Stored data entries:

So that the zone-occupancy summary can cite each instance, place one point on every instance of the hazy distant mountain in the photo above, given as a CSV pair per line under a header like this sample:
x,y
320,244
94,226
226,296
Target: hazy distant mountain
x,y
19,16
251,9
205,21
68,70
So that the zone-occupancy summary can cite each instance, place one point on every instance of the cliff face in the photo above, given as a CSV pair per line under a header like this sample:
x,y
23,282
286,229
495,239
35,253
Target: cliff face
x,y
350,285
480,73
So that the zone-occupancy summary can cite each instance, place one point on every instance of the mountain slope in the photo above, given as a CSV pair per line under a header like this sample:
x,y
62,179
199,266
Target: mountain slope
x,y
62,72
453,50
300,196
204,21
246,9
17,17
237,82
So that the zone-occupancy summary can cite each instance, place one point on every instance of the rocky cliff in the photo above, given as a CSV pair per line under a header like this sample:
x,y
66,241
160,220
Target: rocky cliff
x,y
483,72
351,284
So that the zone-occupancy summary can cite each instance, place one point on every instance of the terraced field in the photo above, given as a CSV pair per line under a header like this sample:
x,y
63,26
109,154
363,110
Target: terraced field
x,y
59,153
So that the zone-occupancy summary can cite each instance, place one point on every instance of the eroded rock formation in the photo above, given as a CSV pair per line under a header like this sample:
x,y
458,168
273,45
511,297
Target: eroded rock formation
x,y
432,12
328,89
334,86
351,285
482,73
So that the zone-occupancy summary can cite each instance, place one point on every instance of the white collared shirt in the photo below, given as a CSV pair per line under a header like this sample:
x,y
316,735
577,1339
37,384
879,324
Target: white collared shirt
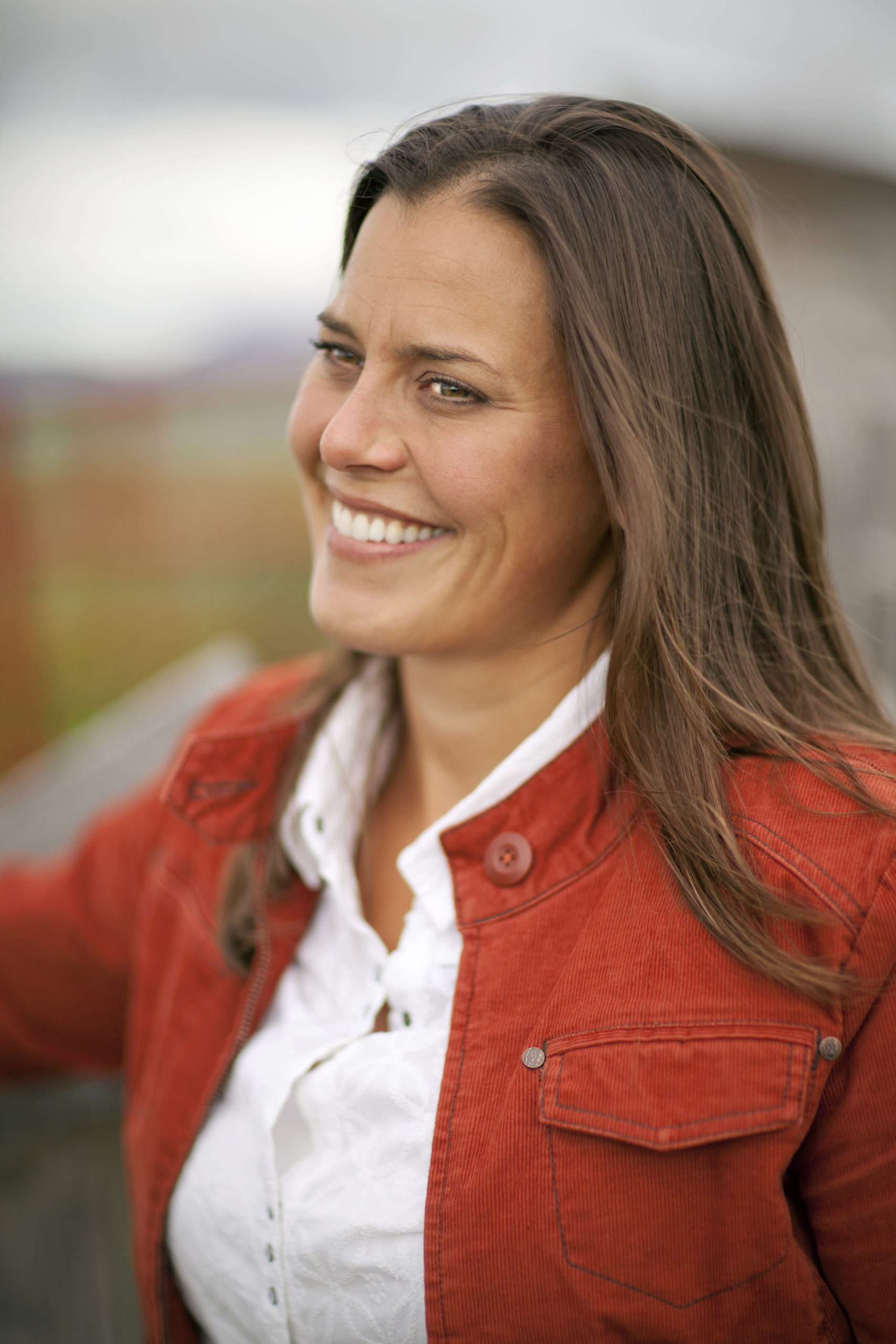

What to do: Reproduce the entire listing above, replacing "zone-occupancy summary" with "area-coverage report" everywhere it occurs and leaving every other line unchanged. Omit the pictures from your answer.

Final result:
So that the area-coverage report can cite each instance, place one point on every instance of the hazy distant mountain in the photo above, given as a CSV pair per line under a header like this sample:
x,y
320,244
94,226
226,296
Target: hazy distant mountain
x,y
19,16
251,9
205,21
68,70
So that the area-coverage report can cite each instance, place one point on every instance of the cliff face in the photo above, given as a CSV pair per line under a header like this sample:
x,y
23,282
286,229
495,239
35,253
Target: cliff face
x,y
350,285
480,73
So that the area-coverage report can cite each instance, place one point on every instance of the mountain slope in the photo above, given as a CSV pair per line under a header like this sample:
x,y
62,179
199,266
Target: mountain slope
x,y
62,72
453,50
300,196
204,21
246,9
17,17
237,82
So that the area-coverage report can cite each instance, place one point on every instance of the rocky cliff in the photo above, given as a CSV pair per line under a header like this sample:
x,y
66,241
160,220
Target: rocky cliff
x,y
483,72
351,284
So that the area-coverage report can cite each instance, place one point on every instance of the terraced field in the photo above, given as a CSV pair per line under a header like this sample:
x,y
63,26
109,154
363,110
Target: terraced field
x,y
59,153
So that the area-coverage report can cite each instance, place one point on every instance of the eroded rock formation in the photo above, given as a CSV pair per line under a header like this sample:
x,y
458,168
273,45
511,297
Target: eroded rock formation
x,y
432,12
328,89
334,86
351,285
482,73
So that the area-coverage report can cite each instance, place one point on every instance of the white collared shirt in the photo below, given as a CSV pair per line under a header like this sample:
x,y
316,735
577,1339
37,384
879,324
Target: white collared shirt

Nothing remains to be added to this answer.